# Given request
Quote every line as written. Omit pictures.

[Location labeling records]
------------------------------------------------

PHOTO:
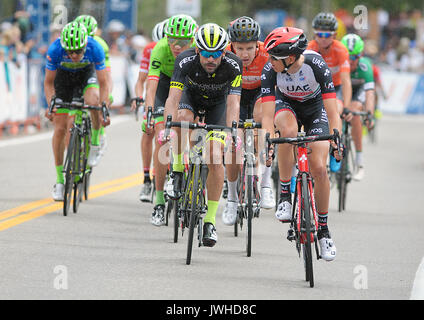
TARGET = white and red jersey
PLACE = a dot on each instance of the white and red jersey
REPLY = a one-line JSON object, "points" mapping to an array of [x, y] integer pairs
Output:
{"points": [[311, 82]]}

------------------------------------------------

# Finished exercise
PHOTO:
TARGET = white and red jersey
PLACE = a dot on each instance of the white and red jersey
REPLY = a one-line JSON object, "points" mapping to an array of [x, y] integer pairs
Output:
{"points": [[311, 82]]}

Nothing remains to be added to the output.